Required work >> Pick out every line in the rows below that contains the word "hand" and copy each one.

Supplied information >>

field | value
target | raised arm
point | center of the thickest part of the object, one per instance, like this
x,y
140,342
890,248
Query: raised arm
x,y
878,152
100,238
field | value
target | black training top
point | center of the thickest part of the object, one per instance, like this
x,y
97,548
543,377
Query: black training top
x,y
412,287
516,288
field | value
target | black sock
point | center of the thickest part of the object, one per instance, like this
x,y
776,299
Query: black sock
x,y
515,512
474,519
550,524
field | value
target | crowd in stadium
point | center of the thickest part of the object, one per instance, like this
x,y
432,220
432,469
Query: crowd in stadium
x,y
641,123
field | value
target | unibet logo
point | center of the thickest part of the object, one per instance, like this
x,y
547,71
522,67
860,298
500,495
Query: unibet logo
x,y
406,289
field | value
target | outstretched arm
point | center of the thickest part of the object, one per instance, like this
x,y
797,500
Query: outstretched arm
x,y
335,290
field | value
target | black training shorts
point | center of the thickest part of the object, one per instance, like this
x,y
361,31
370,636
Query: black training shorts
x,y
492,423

---

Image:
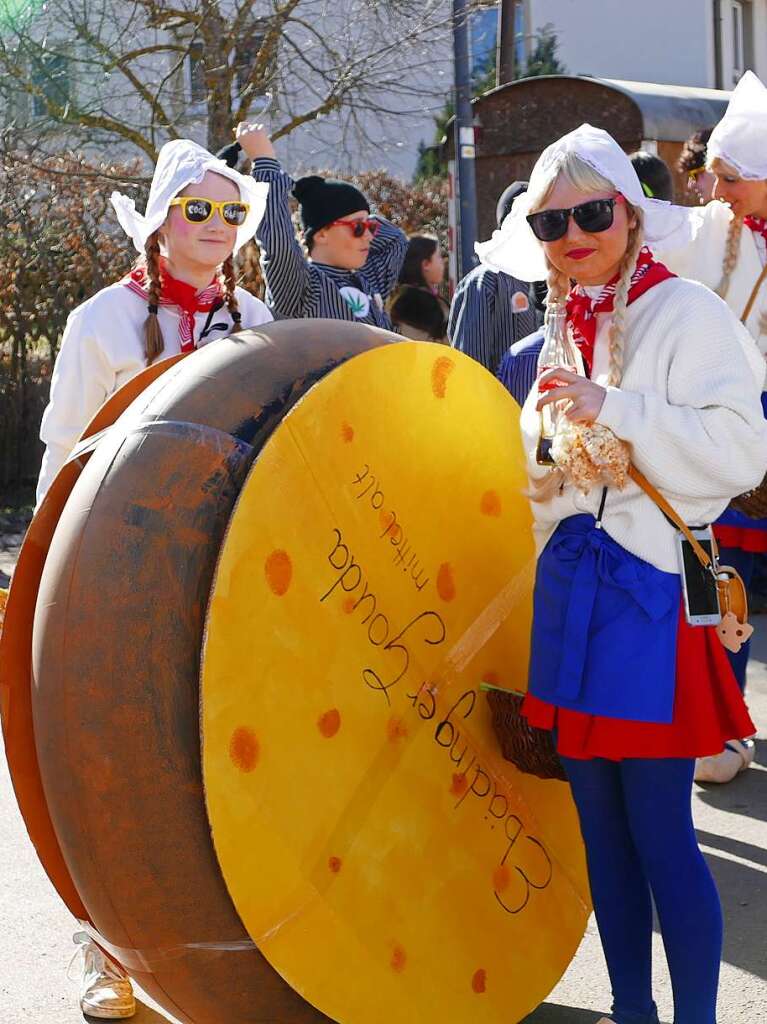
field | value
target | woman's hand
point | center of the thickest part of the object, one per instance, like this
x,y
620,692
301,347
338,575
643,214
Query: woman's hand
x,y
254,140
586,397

==

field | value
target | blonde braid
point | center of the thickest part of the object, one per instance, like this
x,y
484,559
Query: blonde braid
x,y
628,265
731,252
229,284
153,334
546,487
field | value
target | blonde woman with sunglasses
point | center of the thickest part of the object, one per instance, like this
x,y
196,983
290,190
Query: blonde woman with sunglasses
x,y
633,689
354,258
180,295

Result >>
target | woman's hand
Query: woman's hand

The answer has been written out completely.